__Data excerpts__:
————

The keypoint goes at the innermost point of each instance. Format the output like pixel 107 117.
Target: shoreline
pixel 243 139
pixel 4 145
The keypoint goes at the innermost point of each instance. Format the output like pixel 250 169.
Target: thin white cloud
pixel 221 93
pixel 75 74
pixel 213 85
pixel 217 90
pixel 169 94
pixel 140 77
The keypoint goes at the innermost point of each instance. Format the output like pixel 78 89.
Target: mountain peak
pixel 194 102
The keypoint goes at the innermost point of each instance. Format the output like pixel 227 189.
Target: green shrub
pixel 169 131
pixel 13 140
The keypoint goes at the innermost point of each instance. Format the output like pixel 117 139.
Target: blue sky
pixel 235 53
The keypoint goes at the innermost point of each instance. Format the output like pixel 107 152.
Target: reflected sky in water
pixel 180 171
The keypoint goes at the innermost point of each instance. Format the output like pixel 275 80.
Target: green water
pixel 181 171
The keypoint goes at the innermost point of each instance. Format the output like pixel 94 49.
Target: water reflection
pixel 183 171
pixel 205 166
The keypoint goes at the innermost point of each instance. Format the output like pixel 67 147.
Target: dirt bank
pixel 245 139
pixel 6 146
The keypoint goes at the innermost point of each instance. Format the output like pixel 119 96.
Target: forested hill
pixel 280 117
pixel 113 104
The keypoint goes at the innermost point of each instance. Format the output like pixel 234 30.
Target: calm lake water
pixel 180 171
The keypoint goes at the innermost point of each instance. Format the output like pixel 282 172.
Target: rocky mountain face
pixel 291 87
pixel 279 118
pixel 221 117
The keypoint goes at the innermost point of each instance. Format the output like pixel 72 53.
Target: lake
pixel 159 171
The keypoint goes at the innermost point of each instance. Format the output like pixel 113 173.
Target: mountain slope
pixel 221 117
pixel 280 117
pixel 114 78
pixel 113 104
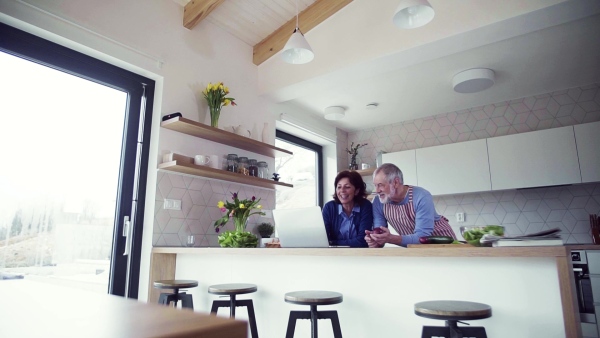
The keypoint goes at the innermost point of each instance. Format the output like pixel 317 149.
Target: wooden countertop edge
pixel 551 251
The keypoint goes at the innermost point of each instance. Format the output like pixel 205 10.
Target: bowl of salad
pixel 472 234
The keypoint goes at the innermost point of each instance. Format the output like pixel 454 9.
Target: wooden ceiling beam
pixel 196 10
pixel 316 13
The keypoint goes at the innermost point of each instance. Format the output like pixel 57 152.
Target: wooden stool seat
pixel 176 284
pixel 314 298
pixel 232 290
pixel 453 311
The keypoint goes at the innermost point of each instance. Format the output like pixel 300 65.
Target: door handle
pixel 126 234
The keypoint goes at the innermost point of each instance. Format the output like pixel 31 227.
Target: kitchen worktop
pixel 467 251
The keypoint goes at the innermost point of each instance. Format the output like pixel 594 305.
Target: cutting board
pixel 413 246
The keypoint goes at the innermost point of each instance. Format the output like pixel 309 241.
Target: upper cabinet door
pixel 405 160
pixel 454 168
pixel 588 148
pixel 534 159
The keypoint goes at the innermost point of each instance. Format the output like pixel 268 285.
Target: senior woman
pixel 350 213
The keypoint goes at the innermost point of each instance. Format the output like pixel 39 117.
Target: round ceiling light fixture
pixel 334 113
pixel 473 80
pixel 413 14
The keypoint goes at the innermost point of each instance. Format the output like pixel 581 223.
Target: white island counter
pixel 530 290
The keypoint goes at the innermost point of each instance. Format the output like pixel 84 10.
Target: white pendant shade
pixel 473 80
pixel 334 113
pixel 297 50
pixel 413 14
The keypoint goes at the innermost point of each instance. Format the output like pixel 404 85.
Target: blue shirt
pixel 348 230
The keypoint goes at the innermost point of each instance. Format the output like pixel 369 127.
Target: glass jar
pixel 243 165
pixel 232 162
pixel 252 168
pixel 263 170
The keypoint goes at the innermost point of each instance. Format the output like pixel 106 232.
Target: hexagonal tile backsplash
pixel 199 198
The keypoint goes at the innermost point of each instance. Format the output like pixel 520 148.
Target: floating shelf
pixel 185 165
pixel 366 172
pixel 204 131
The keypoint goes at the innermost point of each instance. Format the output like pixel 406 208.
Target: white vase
pixel 266 134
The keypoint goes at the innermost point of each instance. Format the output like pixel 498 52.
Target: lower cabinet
pixel 535 159
pixel 454 168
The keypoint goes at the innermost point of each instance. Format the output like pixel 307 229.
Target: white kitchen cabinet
pixel 587 137
pixel 534 159
pixel 406 161
pixel 454 168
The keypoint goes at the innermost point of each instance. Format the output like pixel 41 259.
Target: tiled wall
pixel 199 198
pixel 521 211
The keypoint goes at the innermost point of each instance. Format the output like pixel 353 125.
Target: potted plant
pixel 265 229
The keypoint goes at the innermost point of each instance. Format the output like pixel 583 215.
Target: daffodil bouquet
pixel 216 97
pixel 239 211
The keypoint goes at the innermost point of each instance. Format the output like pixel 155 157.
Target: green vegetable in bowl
pixel 473 236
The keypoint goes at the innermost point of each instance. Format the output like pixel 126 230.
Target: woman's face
pixel 345 191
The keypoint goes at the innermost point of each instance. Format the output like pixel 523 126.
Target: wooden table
pixel 36 309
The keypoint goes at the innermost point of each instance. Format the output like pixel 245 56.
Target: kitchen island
pixel 530 289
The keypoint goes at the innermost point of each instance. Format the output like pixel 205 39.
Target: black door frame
pixel 135 147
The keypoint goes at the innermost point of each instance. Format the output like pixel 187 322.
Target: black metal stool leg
pixel 251 318
pixel 314 327
pixel 294 316
pixel 335 322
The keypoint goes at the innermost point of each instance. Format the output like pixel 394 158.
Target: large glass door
pixel 73 138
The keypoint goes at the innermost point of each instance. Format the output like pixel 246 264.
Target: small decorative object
pixel 353 151
pixel 215 95
pixel 239 211
pixel 265 229
pixel 170 116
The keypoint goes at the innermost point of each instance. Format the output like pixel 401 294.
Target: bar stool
pixel 167 298
pixel 232 290
pixel 452 311
pixel 314 298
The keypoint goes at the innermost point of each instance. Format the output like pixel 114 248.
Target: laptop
pixel 301 228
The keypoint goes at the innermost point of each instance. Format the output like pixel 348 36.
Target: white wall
pixel 147 37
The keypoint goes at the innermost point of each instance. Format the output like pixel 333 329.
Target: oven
pixel 584 290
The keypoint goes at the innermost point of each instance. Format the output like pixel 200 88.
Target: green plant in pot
pixel 265 230
pixel 239 211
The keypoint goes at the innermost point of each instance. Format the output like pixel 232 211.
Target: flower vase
pixel 215 112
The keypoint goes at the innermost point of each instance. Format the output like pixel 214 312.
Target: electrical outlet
pixel 172 204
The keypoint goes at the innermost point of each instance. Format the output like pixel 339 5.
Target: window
pixel 304 170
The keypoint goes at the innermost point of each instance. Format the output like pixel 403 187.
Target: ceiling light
pixel 334 113
pixel 297 50
pixel 413 14
pixel 473 80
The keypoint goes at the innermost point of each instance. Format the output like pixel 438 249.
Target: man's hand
pixel 377 240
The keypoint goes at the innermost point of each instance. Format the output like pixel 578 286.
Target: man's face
pixel 387 191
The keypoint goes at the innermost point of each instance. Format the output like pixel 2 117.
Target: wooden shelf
pixel 185 165
pixel 366 172
pixel 204 131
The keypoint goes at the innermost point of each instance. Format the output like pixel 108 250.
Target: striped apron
pixel 402 218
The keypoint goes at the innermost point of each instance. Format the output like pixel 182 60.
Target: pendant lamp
pixel 413 14
pixel 297 50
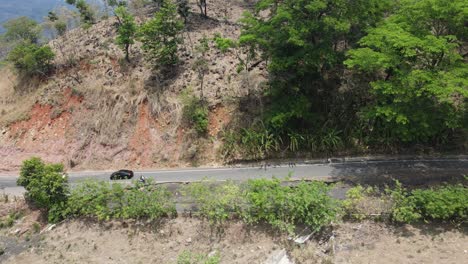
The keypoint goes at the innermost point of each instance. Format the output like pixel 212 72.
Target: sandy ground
pixel 364 242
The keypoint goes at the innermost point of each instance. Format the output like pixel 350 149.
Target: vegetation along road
pixel 413 172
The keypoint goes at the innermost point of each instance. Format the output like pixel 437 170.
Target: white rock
pixel 278 257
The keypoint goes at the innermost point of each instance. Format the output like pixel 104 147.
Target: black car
pixel 122 175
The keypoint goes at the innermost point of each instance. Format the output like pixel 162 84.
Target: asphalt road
pixel 411 172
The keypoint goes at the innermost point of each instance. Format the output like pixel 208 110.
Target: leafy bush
pixel 46 184
pixel 366 202
pixel 444 203
pixel 216 202
pixel 260 142
pixel 31 59
pixel 160 36
pixel 106 201
pixel 187 257
pixel 283 207
pixel 22 29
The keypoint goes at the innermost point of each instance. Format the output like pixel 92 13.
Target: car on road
pixel 122 175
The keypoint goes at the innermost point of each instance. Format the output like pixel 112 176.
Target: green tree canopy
pixel 419 77
pixel 46 184
pixel 304 44
pixel 31 59
pixel 22 29
pixel 161 36
pixel 127 30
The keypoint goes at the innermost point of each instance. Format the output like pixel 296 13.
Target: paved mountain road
pixel 373 172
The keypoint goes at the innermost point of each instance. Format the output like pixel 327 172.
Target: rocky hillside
pixel 98 111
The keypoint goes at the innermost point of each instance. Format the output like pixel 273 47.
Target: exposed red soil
pixel 141 141
pixel 219 117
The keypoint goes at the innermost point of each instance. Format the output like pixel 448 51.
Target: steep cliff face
pixel 97 111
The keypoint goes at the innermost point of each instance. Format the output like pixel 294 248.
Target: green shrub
pixel 187 257
pixel 46 184
pixel 403 210
pixel 106 201
pixel 216 202
pixel 444 203
pixel 31 59
pixel 283 207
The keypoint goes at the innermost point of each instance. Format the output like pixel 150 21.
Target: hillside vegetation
pixel 171 83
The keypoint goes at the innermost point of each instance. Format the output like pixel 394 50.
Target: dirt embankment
pixel 97 111
pixel 365 242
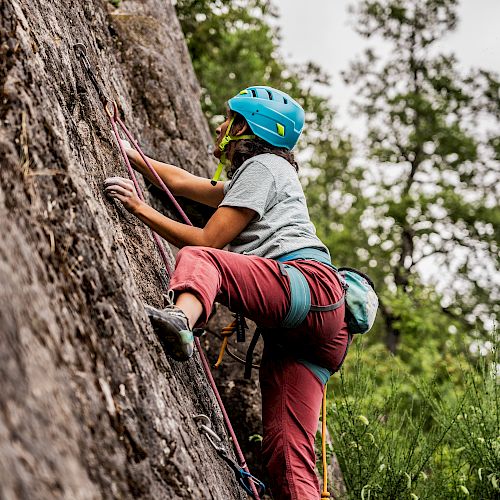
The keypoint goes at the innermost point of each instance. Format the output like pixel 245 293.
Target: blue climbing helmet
pixel 271 114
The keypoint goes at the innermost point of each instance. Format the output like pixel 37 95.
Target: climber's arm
pixel 180 182
pixel 224 225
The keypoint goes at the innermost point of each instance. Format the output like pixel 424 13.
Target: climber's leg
pixel 245 284
pixel 291 401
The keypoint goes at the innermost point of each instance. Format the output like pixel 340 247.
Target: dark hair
pixel 247 148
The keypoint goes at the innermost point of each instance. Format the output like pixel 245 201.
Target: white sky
pixel 321 31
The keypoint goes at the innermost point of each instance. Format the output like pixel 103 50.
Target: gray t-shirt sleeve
pixel 253 187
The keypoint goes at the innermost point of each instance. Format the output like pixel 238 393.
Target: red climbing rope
pixel 114 119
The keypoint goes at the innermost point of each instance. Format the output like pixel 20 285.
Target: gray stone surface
pixel 90 407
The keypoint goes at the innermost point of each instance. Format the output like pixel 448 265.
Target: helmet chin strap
pixel 222 147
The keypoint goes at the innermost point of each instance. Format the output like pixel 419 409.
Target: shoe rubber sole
pixel 176 343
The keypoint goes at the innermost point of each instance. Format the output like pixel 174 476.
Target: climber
pixel 261 216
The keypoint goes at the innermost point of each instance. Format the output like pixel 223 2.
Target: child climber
pixel 275 271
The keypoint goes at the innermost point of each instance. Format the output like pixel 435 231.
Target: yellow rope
pixel 227 331
pixel 324 493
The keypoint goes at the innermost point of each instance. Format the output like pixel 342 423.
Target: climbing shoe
pixel 172 328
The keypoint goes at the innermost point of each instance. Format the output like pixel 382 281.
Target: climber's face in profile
pixel 239 126
pixel 220 132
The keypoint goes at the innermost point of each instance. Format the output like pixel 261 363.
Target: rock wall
pixel 90 407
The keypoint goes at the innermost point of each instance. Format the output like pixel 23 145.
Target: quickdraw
pixel 111 109
pixel 244 478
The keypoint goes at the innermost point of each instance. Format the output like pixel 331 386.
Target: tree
pixel 428 200
pixel 234 44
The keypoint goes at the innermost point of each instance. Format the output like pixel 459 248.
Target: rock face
pixel 90 406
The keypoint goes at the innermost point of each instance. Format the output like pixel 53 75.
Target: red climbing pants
pixel 291 393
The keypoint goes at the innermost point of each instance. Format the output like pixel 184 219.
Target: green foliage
pixel 422 187
pixel 405 433
pixel 234 44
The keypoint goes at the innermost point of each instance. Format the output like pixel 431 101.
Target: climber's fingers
pixel 119 181
pixel 122 190
pixel 114 190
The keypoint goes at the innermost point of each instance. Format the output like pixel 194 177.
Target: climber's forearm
pixel 174 232
pixel 224 225
pixel 180 182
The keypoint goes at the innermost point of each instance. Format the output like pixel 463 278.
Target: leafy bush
pixel 397 435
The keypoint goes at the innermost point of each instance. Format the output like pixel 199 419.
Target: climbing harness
pixel 111 110
pixel 244 478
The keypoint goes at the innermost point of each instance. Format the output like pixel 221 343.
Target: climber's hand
pixel 123 190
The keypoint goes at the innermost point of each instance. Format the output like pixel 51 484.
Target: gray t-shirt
pixel 270 186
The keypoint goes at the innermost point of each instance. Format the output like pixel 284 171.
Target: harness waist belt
pixel 300 294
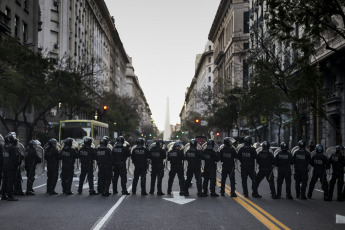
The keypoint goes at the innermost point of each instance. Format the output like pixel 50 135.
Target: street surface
pixel 170 211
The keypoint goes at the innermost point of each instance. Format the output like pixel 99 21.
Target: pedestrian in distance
pixel 157 156
pixel 320 164
pixel 176 158
pixel 140 156
pixel 31 160
pixel 266 162
pixel 301 160
pixel 337 161
pixel 103 157
pixel 87 155
pixel 283 160
pixel 52 157
pixel 68 156
pixel 210 170
pixel 119 156
pixel 228 155
pixel 11 160
pixel 247 156
pixel 193 157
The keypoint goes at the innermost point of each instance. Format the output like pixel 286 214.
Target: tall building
pixel 229 34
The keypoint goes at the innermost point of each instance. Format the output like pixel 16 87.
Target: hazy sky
pixel 163 38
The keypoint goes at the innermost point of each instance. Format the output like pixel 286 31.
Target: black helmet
pixel 52 142
pixel 227 141
pixel 9 140
pixel 265 145
pixel 32 143
pixel 103 142
pixel 247 141
pixel 141 142
pixel 193 143
pixel 120 141
pixel 283 146
pixel 88 141
pixel 210 144
pixel 159 143
pixel 301 144
pixel 69 142
pixel 319 149
pixel 339 148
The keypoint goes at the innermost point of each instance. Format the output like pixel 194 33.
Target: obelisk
pixel 167 131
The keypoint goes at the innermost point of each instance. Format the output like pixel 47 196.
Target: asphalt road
pixel 154 212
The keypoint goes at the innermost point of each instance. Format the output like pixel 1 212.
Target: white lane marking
pixel 339 219
pixel 179 199
pixel 104 219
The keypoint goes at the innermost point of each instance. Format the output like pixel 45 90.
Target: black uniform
pixel 103 156
pixel 68 156
pixel 139 157
pixel 157 156
pixel 11 158
pixel 265 160
pixel 320 164
pixel 210 170
pixel 194 157
pixel 31 160
pixel 301 160
pixel 247 156
pixel 176 158
pixel 337 161
pixel 52 157
pixel 86 155
pixel 119 156
pixel 283 161
pixel 228 155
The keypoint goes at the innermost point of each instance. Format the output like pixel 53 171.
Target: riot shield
pixel 40 168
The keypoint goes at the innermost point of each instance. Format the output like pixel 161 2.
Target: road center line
pixel 104 219
pixel 258 208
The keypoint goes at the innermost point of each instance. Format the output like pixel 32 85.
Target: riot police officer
pixel 157 157
pixel 320 163
pixel 247 156
pixel 176 158
pixel 140 155
pixel 265 160
pixel 103 157
pixel 228 155
pixel 119 156
pixel 87 156
pixel 31 160
pixel 301 160
pixel 283 161
pixel 211 158
pixel 52 157
pixel 68 156
pixel 194 157
pixel 11 163
pixel 337 160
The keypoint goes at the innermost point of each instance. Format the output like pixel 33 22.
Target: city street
pixel 153 212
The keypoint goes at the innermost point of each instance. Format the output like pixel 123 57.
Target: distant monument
pixel 167 130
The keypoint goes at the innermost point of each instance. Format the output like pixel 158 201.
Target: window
pixel 16 25
pixel 25 32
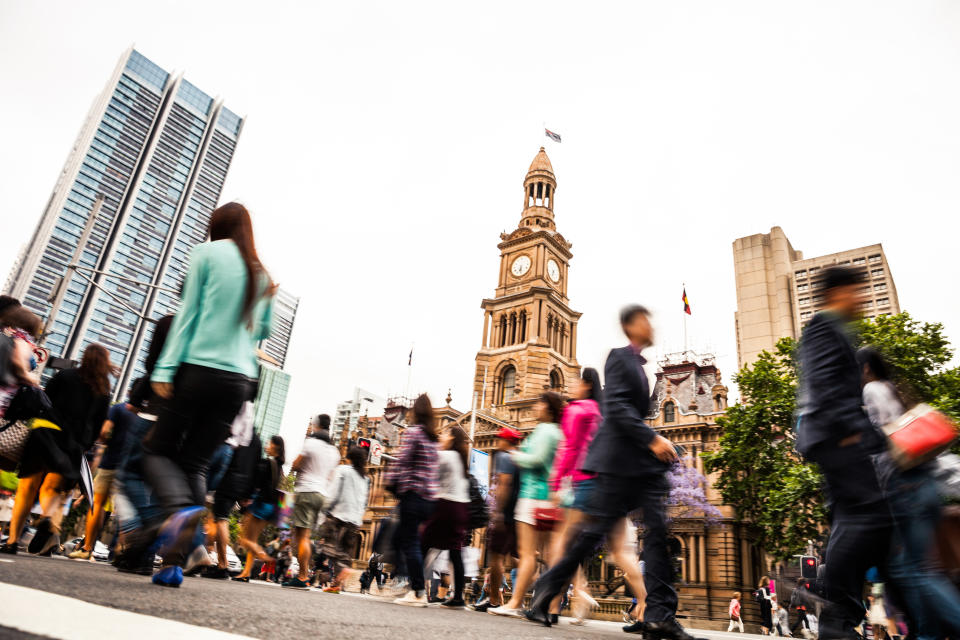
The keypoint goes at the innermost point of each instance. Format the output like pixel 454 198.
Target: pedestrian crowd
pixel 182 457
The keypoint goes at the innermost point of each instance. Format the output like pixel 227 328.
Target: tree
pixel 760 474
pixel 918 354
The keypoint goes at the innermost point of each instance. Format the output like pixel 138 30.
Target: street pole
pixel 61 290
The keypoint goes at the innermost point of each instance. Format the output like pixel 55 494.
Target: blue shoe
pixel 175 540
pixel 168 577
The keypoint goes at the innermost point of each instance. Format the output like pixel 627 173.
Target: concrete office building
pixel 157 149
pixel 363 403
pixel 778 290
pixel 284 314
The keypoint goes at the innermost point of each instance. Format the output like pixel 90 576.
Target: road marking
pixel 28 610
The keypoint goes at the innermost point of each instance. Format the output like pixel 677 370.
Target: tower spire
pixel 539 189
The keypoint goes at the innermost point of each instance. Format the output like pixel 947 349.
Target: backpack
pixel 477 513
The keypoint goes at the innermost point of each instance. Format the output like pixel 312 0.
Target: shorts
pixel 526 507
pixel 307 507
pixel 103 481
pixel 263 511
pixel 582 494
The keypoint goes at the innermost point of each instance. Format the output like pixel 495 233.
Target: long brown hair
pixel 96 369
pixel 461 444
pixel 423 416
pixel 232 222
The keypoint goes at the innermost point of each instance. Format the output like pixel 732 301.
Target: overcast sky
pixel 386 144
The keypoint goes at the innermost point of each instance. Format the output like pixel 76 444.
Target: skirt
pixel 447 527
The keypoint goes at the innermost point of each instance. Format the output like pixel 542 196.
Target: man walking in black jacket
pixel 630 461
pixel 834 432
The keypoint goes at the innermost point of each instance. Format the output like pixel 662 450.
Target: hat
pixel 511 434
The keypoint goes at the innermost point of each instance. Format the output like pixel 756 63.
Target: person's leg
pixel 459 579
pixel 495 594
pixel 94 521
pixel 623 553
pixel 27 489
pixel 661 599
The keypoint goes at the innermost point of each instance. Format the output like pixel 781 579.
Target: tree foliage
pixel 759 472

————

__Task statement__: From the records above, give again exactly the lines running from the line with "pixel 117 139." to the line with "pixel 275 80.", inclusive.

__Written solution__:
The keypoint goes at the innermost point of each instance. Format the output like pixel 117 139.
Target: blue sky
pixel 235 53
The keypoint goes at the innermost point of each instance. Format the output like pixel 107 152.
Target: reflected sky in water
pixel 180 171
The keypoint goes at the innermost point of each instance. Format the output like pixel 275 80.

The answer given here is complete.